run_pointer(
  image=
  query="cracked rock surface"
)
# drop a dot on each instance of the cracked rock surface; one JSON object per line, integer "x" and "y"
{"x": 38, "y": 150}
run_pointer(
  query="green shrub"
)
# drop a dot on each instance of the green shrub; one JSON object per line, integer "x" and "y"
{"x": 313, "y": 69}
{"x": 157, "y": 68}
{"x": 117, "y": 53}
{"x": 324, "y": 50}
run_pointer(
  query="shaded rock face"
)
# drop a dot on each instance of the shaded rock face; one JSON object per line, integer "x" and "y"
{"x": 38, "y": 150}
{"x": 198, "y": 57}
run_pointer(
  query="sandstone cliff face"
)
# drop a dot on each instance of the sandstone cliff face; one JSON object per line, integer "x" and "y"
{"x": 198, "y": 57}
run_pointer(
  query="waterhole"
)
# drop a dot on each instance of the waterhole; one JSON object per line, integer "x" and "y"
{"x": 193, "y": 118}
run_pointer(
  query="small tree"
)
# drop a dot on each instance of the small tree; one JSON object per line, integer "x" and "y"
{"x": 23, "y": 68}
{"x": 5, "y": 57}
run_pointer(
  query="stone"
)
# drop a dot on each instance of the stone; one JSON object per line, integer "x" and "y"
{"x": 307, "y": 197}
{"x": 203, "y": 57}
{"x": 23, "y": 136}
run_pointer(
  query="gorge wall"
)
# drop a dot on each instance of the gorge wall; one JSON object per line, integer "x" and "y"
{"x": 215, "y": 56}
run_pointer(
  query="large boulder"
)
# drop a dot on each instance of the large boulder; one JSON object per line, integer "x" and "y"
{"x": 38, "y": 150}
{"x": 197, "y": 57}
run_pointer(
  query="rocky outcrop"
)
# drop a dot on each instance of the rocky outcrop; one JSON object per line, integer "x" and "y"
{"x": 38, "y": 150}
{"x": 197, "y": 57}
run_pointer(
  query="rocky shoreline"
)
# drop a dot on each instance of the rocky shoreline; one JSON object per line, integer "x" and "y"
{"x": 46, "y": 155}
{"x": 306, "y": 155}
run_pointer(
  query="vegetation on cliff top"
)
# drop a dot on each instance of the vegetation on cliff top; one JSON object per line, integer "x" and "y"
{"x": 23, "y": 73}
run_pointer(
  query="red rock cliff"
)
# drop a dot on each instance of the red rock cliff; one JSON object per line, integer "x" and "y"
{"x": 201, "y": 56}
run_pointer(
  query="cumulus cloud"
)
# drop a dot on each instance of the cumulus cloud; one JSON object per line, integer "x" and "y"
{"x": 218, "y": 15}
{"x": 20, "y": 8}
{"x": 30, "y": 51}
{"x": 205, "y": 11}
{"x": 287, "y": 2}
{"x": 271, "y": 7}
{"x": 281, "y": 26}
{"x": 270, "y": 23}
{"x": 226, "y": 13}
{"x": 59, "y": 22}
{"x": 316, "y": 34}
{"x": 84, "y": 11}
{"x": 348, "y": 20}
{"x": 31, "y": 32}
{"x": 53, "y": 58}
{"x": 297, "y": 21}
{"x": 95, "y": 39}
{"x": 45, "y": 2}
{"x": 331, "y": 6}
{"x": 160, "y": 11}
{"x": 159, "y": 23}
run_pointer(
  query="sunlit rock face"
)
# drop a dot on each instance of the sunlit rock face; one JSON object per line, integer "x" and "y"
=-=-=-=-=
**Aufgabe**
Gib jede Zeile der Einträge zurück, die die Zeichenfolge „large“ enthält. Groß- und Kleinschreibung sind dabei zu beachten.

**Lösung**
  query="large boulder"
# drop a dot on each instance of the large boulder; one JSON object per line, integer "x" and "y"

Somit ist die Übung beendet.